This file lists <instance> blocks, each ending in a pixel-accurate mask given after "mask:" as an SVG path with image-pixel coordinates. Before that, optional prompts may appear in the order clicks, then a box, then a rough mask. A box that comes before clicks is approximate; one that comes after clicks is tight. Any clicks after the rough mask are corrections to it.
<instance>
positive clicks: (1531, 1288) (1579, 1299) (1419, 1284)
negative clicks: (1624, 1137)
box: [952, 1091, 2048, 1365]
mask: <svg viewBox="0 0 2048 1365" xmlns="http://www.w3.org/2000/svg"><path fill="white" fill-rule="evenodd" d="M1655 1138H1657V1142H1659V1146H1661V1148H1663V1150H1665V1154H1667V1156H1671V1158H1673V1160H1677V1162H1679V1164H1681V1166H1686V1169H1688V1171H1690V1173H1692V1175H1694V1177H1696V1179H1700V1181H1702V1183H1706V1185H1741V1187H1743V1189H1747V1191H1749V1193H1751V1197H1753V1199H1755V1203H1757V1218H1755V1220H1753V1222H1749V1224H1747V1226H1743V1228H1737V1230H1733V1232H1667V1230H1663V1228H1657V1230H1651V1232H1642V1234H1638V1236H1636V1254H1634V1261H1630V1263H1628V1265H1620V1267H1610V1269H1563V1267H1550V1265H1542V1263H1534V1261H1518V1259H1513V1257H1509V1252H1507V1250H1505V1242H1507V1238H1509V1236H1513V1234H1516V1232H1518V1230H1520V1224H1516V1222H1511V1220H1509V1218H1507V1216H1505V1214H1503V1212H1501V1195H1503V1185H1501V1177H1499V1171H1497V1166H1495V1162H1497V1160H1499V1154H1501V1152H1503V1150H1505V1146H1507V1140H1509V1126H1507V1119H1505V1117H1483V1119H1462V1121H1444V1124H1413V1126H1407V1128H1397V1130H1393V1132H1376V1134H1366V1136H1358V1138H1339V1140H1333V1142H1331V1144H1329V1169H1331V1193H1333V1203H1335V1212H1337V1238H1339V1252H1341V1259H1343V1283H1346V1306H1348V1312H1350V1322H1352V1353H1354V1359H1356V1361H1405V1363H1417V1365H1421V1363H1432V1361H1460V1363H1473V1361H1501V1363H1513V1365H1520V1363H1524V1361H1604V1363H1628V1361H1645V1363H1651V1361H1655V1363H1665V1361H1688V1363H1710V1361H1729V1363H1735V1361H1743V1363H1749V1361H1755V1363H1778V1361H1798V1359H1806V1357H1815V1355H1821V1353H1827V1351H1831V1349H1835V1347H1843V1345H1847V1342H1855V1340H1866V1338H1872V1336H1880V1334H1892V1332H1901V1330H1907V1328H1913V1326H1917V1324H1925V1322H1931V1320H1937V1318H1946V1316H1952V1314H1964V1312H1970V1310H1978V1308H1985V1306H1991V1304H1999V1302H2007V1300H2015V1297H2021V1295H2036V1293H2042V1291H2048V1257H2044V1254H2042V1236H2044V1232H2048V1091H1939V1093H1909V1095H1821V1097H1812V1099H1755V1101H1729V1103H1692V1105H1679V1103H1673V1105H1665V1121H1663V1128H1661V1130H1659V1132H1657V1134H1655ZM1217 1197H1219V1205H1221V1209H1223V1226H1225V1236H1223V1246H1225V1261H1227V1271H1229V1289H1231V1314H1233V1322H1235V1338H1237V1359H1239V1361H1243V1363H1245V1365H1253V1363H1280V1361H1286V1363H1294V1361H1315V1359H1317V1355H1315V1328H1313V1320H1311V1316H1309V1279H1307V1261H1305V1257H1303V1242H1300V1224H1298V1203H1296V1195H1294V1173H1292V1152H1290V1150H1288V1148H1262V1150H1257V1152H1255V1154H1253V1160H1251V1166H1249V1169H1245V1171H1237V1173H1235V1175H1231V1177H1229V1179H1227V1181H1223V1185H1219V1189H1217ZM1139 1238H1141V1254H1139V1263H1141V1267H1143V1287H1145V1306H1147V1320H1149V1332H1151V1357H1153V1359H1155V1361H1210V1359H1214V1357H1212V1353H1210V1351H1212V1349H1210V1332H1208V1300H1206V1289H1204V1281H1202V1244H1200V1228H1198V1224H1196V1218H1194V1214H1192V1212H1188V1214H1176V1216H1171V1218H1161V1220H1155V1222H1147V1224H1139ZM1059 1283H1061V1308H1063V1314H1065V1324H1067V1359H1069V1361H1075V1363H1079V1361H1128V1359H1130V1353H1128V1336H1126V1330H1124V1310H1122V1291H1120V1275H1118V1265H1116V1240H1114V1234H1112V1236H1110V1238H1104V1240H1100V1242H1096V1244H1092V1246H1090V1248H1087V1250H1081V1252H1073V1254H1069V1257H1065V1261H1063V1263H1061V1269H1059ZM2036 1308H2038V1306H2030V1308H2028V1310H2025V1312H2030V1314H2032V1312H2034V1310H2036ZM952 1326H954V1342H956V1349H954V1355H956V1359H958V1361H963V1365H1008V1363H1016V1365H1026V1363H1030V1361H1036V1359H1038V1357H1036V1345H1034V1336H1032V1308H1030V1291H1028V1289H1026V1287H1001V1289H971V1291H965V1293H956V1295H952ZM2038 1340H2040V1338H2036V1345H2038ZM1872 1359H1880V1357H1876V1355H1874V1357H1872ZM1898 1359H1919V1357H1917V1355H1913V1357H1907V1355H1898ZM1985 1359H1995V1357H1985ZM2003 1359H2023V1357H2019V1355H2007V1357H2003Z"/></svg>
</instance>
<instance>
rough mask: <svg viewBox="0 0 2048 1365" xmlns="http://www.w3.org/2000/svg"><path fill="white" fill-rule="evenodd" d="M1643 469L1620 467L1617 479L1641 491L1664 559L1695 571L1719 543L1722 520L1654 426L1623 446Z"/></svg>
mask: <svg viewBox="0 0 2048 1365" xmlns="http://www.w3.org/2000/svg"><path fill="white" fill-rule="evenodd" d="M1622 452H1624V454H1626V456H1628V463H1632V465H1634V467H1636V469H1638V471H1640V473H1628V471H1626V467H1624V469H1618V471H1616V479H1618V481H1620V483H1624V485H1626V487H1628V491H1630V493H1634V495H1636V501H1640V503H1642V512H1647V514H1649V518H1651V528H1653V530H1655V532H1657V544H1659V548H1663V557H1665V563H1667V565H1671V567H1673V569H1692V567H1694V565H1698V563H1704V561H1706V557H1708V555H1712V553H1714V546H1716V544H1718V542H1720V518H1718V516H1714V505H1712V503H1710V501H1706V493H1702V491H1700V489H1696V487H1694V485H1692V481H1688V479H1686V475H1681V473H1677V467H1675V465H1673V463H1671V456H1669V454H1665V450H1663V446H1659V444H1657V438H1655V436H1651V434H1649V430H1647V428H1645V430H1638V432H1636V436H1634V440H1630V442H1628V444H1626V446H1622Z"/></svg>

• _YOUR ASSIGNMENT_:
For the material above, how many lines contain the word "instance"? Only the number should be given.

• _SOLUTION TO THIS EXERCISE_:
4